- PETUNJUK PENGERJAAN -
A) Tentukan apakah setiap pernyataan berikut sesuai dengan teks tentang Museum Wallacea, lalu jawab ya atau tidak disertai kutipan kata-kata penentunya dari teks: (i) koleksi museum saat ini sudah banyak; (ii) koleksi yang ada berasal dari pemberian kolektor barang antik; (iii) koleksi terumbu karang diperoleh sebulan sebelum peresmian.
B) Menurut teks tentang Museum Wallacea, di mana dan kapan Abdul Rouf Suleman lahir?
C) Lanjutkan teks tentang Museum Wallacea, dimulai setelah kalimat terakhirnya.

- TEKS YANG DIBERIKAN -
Memang koleksi Museum Wallacea saat ini belum banyak. Baru ada beberapa kerangka binatang khas Garis Wallacea. Di antaranya, koleksi tanduk anoa, terumbu karang, dan tengkorak babi rusa. "Karena itu, kami terus mencari koleksi satwa Wallacea untuk memenuhi museum ini," tutur Koordinator Koleksi Museum Wallacea Abdul Rouf Suleman.
   
Rouf menuturkan, koleksi yang ada ini merupakan pemberian kolektor barang antik. Dia yakin masih banyak masyarakat yang memiliki koleksi tengkorak atau tulang belulang hewan-hewan khas Wallacea.
   
Pria kelahiran Maros, 14 April 1954, itu menjelaskan, persiapan peresmian museum itu benar-benar mepet. Selain koleksinya masih minim, koleksi aneka terumbu karang khas zona Wallacea juga belum banyak. Apalagi, koleksi terumbu karang itu baru diperoleh H-1 sebelum peresmian. Karena itu, saat etalase penyimpanan terumbu karang dibuka, aroma khas bangkai satwa laut itu langsung menyengat hidung.

Cuplikan dataset penunjukan:
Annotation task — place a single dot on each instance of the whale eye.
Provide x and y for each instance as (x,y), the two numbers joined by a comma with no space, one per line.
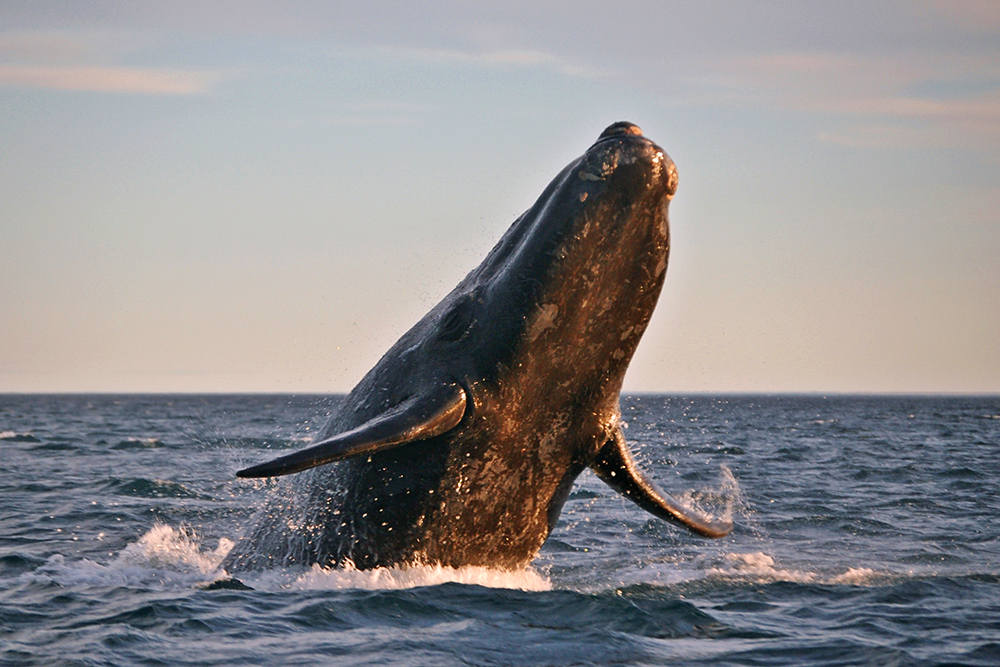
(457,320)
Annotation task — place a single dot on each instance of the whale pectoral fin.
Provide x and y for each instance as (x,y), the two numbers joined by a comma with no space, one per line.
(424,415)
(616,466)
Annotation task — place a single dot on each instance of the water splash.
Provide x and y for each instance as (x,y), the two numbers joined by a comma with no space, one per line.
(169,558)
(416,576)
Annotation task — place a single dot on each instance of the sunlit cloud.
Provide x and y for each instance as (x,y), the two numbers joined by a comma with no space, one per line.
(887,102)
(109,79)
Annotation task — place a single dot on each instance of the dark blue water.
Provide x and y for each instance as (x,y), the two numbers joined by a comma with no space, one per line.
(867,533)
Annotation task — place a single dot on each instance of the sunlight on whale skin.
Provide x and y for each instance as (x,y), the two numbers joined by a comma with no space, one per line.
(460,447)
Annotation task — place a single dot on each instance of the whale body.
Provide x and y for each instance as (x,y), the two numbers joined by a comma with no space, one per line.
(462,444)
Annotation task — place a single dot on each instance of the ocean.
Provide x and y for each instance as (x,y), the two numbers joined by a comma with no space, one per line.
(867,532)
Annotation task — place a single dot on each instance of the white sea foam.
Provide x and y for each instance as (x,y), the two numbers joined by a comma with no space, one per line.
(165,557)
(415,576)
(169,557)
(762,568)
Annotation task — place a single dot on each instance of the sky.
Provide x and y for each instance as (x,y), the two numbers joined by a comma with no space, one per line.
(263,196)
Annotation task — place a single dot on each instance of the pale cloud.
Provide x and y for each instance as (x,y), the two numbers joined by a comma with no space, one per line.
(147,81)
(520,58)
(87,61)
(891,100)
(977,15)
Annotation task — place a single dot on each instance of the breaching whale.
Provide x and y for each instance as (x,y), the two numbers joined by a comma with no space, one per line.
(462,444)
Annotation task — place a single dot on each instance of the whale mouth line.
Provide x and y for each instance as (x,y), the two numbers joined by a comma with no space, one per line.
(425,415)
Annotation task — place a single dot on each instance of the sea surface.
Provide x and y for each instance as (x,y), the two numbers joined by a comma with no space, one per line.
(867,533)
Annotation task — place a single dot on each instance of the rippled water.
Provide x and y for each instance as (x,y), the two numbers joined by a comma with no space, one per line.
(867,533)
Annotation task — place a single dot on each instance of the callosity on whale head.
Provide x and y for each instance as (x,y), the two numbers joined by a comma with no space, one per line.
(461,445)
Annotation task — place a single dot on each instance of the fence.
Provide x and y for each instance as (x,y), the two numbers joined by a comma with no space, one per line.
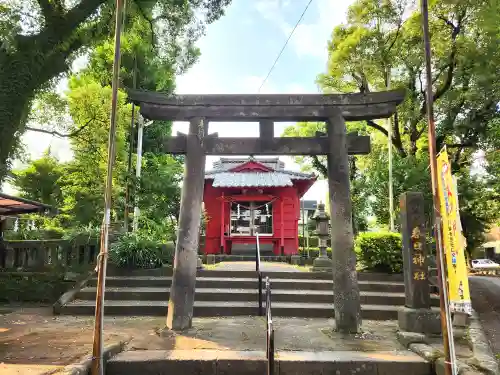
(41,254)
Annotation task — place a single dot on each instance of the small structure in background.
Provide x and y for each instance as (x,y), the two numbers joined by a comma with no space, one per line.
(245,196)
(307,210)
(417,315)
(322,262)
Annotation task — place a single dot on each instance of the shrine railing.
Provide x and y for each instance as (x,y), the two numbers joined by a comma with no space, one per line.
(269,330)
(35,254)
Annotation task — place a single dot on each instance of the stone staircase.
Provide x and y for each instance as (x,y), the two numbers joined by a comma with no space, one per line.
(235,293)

- HASIL TIAP TUGAS -
A)
(i) Tidak: "Memang koleksi Museum Wallacea saat ini belum banyak."
(ii) Ya: "koleksi yang ada ini merupakan pemberian kolektor barang antik"
(iii) Tidak: "koleksi terumbu karang itu baru diperoleh H-1 sebelum peresmian"

B) Di Maros, 14 April 1954.

C)
Rouf memiliki beberapa strategi untuk mengumpulkan benda-benda yang layak menjadi koleksi Museum Wallacea. Salah satunya dengan menyebar beberapa "intelijen" khusus untuk blusukan ke hutan-hutan yang rawan terjadi praktik perburuan liar. Hampir seluruh hutan di Sumatera Tenggara rawan menjadi praktik perburuan liar.
 
Rouf menuturkan, anoa yang menjadi primadona di zona Wallacea terus terancam punah. Banyak warga setempat yang berburu anoa untuk diambil daging dan tanduknya. Harga daging dan tanduk "sapi Sulawesi" itu memang mahal.
 
Dengan adanya para intelijen khusus tersebut, setiap perburuan liar bisa dicegah. Tim buser tersebut juga bisa merampas hasil tangkapan para pemburu liar. Barang sitaan itu kemudian diawetkan dan dijadikan koleksi museum. "Di mana-mana koleksi museum tidak bisa langsung banyak," ujarnya.
 
Cara lain yang ditempuh untuk melengkapi koleksi Museum Wallacea adalah mengumpulkan seluruh kepala daerah di zona Wallacea. Dalam pertemuan itu, mereka diminta ikut program pengumpulan koleksi satwa. Selain itu, pertemuan dengan kepala daerah digunakan sebagai sarana kampanye untuk menangkal kepunahan satwa endemis zona Wallacea.
 
Dalam jangka panjang, Rouf yakin, Museum Wallacea bisa menjadi pusat penelitian sebaran satwa di zona Wallacea terbesar di dunia. Selama ini, banyak peneliti asing berkunjung ke Kendari dan sekitarnya untuk meneliti sebaran hewan zona Wallacea.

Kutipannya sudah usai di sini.